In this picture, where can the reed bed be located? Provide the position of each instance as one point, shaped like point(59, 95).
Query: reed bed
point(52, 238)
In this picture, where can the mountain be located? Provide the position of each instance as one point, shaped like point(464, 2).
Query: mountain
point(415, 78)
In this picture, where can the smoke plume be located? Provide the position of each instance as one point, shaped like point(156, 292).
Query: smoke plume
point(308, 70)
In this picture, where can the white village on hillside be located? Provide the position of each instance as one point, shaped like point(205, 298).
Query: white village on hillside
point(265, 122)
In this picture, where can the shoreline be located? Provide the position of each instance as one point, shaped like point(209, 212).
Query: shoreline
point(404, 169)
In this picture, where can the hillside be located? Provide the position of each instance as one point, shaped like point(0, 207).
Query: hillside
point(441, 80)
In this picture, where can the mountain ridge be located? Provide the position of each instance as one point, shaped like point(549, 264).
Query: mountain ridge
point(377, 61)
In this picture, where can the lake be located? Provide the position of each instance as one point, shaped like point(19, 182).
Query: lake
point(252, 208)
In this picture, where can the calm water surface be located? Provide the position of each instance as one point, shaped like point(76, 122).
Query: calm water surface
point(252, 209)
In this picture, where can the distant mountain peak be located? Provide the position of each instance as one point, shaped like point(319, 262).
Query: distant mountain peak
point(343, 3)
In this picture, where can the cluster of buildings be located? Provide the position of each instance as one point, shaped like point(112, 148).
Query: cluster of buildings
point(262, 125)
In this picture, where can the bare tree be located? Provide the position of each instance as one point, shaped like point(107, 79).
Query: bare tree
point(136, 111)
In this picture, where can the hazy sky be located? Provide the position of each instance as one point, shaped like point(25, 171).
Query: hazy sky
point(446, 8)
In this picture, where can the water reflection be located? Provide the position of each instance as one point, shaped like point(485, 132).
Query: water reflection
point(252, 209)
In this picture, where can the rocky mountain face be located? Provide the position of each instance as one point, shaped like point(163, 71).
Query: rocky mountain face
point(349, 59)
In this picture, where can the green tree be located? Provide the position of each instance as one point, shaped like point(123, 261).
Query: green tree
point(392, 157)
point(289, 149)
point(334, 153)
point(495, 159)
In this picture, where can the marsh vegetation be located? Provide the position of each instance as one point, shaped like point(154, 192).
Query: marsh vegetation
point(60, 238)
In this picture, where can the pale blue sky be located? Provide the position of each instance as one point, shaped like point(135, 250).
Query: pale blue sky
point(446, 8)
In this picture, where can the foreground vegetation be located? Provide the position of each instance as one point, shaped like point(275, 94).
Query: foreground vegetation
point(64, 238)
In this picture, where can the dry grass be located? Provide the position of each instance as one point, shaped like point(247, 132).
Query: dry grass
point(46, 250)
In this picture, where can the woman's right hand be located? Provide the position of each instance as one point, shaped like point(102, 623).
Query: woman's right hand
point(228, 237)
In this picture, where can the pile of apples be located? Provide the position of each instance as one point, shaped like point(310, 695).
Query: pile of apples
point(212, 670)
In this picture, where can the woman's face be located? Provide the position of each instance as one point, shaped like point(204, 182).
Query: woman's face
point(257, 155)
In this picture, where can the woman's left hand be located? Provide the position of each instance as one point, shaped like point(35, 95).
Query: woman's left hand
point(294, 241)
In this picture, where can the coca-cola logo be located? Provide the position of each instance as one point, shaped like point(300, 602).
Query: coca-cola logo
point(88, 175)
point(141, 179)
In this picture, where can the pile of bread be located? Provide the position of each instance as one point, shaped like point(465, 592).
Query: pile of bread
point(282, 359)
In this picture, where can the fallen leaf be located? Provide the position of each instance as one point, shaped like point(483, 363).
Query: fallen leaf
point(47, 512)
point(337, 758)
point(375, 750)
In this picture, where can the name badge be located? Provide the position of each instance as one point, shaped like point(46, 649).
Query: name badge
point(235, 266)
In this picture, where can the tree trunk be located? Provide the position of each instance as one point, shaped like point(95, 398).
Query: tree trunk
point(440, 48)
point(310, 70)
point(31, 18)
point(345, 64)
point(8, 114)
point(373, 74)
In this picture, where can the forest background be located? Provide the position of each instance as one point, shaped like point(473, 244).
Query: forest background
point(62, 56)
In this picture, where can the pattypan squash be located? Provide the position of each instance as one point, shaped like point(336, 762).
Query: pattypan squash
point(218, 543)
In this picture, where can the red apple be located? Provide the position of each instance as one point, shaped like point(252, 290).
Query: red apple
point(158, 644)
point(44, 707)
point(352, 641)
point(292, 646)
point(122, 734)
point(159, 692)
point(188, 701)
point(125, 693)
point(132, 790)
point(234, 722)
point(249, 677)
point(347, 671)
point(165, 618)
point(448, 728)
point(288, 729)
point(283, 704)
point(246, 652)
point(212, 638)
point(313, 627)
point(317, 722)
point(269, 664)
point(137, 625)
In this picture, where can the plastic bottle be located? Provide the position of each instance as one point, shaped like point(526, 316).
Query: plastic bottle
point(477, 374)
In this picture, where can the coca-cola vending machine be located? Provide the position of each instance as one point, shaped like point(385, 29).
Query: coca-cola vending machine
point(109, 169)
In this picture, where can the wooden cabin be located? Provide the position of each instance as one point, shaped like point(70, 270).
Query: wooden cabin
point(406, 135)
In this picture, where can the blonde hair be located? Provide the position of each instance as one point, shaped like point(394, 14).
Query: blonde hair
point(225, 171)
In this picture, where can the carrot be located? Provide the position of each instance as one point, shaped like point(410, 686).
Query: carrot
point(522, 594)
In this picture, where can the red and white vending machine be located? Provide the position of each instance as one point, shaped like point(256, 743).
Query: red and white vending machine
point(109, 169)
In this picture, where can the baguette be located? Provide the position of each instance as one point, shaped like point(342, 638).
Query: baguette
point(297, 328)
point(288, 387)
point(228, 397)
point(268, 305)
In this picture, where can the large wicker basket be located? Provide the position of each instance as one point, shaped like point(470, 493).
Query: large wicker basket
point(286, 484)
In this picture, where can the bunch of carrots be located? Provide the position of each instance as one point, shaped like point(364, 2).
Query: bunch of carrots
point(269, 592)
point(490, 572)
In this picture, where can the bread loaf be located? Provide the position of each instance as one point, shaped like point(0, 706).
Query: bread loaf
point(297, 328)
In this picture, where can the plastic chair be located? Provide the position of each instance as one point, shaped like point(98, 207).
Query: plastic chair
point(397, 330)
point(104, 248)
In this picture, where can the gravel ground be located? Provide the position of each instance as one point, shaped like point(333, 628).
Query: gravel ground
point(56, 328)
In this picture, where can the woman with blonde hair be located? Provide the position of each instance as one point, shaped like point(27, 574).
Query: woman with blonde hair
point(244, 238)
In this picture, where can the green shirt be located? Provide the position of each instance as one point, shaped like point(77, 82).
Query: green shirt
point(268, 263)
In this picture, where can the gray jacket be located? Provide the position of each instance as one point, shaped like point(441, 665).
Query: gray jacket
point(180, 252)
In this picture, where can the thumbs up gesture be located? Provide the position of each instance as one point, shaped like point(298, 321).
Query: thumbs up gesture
***
• _WORK ITEM_: Using the data above, restate every record word for word.

• _SOLUTION BELOW_:
In this picture, where can the reed bed be located? Provide the position of each instance as one point, shaped like point(59, 95).
Query: reed bed
point(52, 238)
In this picture, where can the mountain be located? Provide the position of each instance as one point, shaped like point(464, 2).
Query: mountain
point(415, 78)
In this picture, where can the smoke plume be located? Provide the position of each instance as one point, shaped like point(156, 292).
Query: smoke plume
point(308, 70)
In this picture, where can the white village on hillside be located? Provide the position of each instance as one point, shaped like point(205, 298).
Query: white village on hillside
point(265, 122)
In this picture, where can the shoreline be located? Provide the position of each instance as one point, shaped like point(209, 212).
Query: shoreline
point(404, 169)
In this picture, where can the hillside be located? Provide the position of each instance as one point, shaped like point(0, 207).
Query: hillside
point(441, 80)
In this picture, where can the mountain ridge be located? Provide the position of each instance as one point, shaped like point(549, 264).
Query: mountain ridge
point(377, 61)
In this picture, where can the lake be located? Provide the position of each instance as one point, shaped like point(19, 182).
Query: lake
point(252, 208)
In this picture, where can the calm water surface be located? Provide the position of each instance as one point, shaped like point(76, 122).
Query: calm water surface
point(252, 209)
In this picture, where can the distant mountain peak be located? Provide the position of each instance as one point, shaped like point(319, 262).
Query: distant mountain peak
point(343, 3)
In this picture, where can the cluster of buildings be located? Provide the position of each instance as one point, shaped like point(112, 148).
Query: cluster of buildings
point(262, 125)
In this picture, where can the bare tree be located? Provide the position of each instance as one point, shaped like point(107, 79).
Query: bare tree
point(136, 111)
In this picture, where can the hazy sky be located? Provide the position of each instance as one point, shaped like point(25, 171).
Query: hazy sky
point(446, 8)
In this picture, where can the water reflection be located? Provide the position of each instance as one point, shaped like point(485, 132).
Query: water reflection
point(252, 209)
In this picture, where can the rocky mountain face be located? Provide the position of each instance as one point, shaped like point(163, 71).
Query: rocky mountain face
point(349, 59)
In this picture, where can the green tree be located? Provide the position of each instance as one point, shaped like point(123, 261).
Query: green tree
point(392, 157)
point(289, 149)
point(334, 153)
point(495, 159)
In this picture, where can the marsh vegetation be located? Provide the position of each instance as one point, shaped like point(154, 192).
Query: marsh vegetation
point(60, 238)
In this picture, where can the pale blue sky be located? Provide the position of each instance as one point, shaped like point(135, 250).
Query: pale blue sky
point(446, 8)
In this picture, where can the foreground vegetation be located? Provide the position of each instance as one point, shaped like point(275, 94).
Query: foreground vegetation
point(64, 238)
In this picture, where can the dry grass be located? Provide the position of each instance as one point, shaped like point(247, 132).
Query: dry grass
point(46, 250)
In this picture, where can the woman's right hand be located? Provide the position of each instance as one point, shaped like point(102, 623).
Query: woman's right hand
point(228, 237)
In this picture, where can the pile of apples be located? Provide the position of each instance as one point, shaped like point(310, 695).
Query: pile of apples
point(212, 670)
In this picture, where can the woman's face be located? Provide the position of each instance as one point, shaped like point(204, 182).
Query: woman's face
point(257, 155)
In this picture, where can the woman's left hand be located? Provide the position of each instance as one point, shaped like point(35, 95).
Query: woman's left hand
point(294, 241)
In this picture, where can the coca-cola logo be located? Provide the position of each instance as one point, shaped like point(300, 602).
Query: coca-cola logo
point(88, 175)
point(141, 179)
In this picture, where can the pile of bread be located? Provide the position of each instance as one point, shaped like point(465, 592).
Query: pile of bread
point(282, 359)
In this picture, where can the fallen leaf be located? Provide the position of each instance as one point, shaped like point(483, 363).
Query: fallen leaf
point(47, 512)
point(337, 758)
point(375, 750)
In this picture, where can the name badge be located? Provide the position of each instance as one point, shaped like point(46, 649).
Query: name badge
point(235, 266)
In this picture, where can the tree trunk be located? Provide the position of each instance as one point, shaped like point(95, 398).
Query: tree trunk
point(440, 48)
point(310, 70)
point(31, 18)
point(345, 64)
point(8, 114)
point(373, 74)
In this picture, where can the forest background be located? Provide the position of each instance as one point, shaped like point(473, 244).
Query: forest background
point(62, 56)
In this picture, where can the pattypan squash be located? Provide the position of each instance as one point, shaped like point(336, 762).
Query: pattypan squash
point(218, 543)
In this picture, where can the red apple be located? Provide the position of each instance as one point, shaped like point(252, 290).
Query: red apple
point(158, 644)
point(44, 707)
point(352, 641)
point(292, 646)
point(122, 734)
point(159, 692)
point(188, 701)
point(125, 693)
point(132, 790)
point(234, 722)
point(249, 677)
point(347, 671)
point(165, 618)
point(448, 728)
point(288, 729)
point(283, 704)
point(246, 652)
point(212, 638)
point(313, 627)
point(317, 722)
point(269, 664)
point(137, 625)
In this picture, where can the plastic bottle be located? Provide the position of each instance as one point, shaped like point(526, 316).
Query: plastic bottle
point(477, 374)
In this picture, where can the coca-cola vending machine be located? Provide the position of each instance as one point, shaped like point(385, 29).
Query: coca-cola vending machine
point(109, 169)
In this picture, where can the wooden cabin be located? Provide the position of each instance as one point, shaped like point(70, 270).
Query: wooden cabin
point(406, 135)
In this picture, where can the blonde hair be located? Provide the position of each instance as one point, shaped like point(394, 14).
Query: blonde hair
point(225, 171)
In this picture, where can the carrot be located? Provide the position of each instance as one point, shaped like point(410, 686).
Query: carrot
point(522, 594)
In this picture, where can the red and white vending machine be located? Provide the position of each instance as one point, shaped like point(256, 743).
Query: red and white vending machine
point(109, 169)
In this picture, where can the baguette be located? Provide the position of each instance as one point, shaped like point(342, 638).
Query: baguette
point(297, 328)
point(288, 387)
point(228, 397)
point(268, 305)
In this picture, where can the large wicker basket be located? Provide the position of each instance as one point, shaped like point(470, 493).
Query: large wicker basket
point(286, 484)
In this picture, where can the bunch of carrots be located? Provide the position of each instance as one point, shaped like point(364, 2).
Query: bunch of carrots
point(269, 592)
point(490, 572)
In this picture, where can the bread loaf be located? Provide the position of each instance as one point, shaped like point(0, 706).
Query: bread loaf
point(297, 328)
In this picture, where can the plastic chair be located? Provide the position of each instance as one point, shaped like point(98, 207).
Query: plastic chair
point(397, 330)
point(104, 248)
In this picture, where can the gravel ground be located? Provide the position of each instance as one point, shaped like point(333, 628).
Query: gravel ground
point(56, 328)
In this picture, where can the woman with blonde hair be located? Provide the position of each instance as one point, shaped like point(27, 574).
Query: woman with blonde hair
point(244, 238)
In this picture, where can the green shirt be located? Provide the position of each instance as one point, shaped like point(77, 82).
Query: green shirt
point(268, 263)
In this picture, where can the gray jacket be located? Provide the position of each instance as one point, shaped like point(441, 665).
Query: gray jacket
point(180, 252)
In this picture, where can the thumbs up gesture be located? Provide the position of each instance as one point, shaped like point(298, 321).
Query: thumbs up gesture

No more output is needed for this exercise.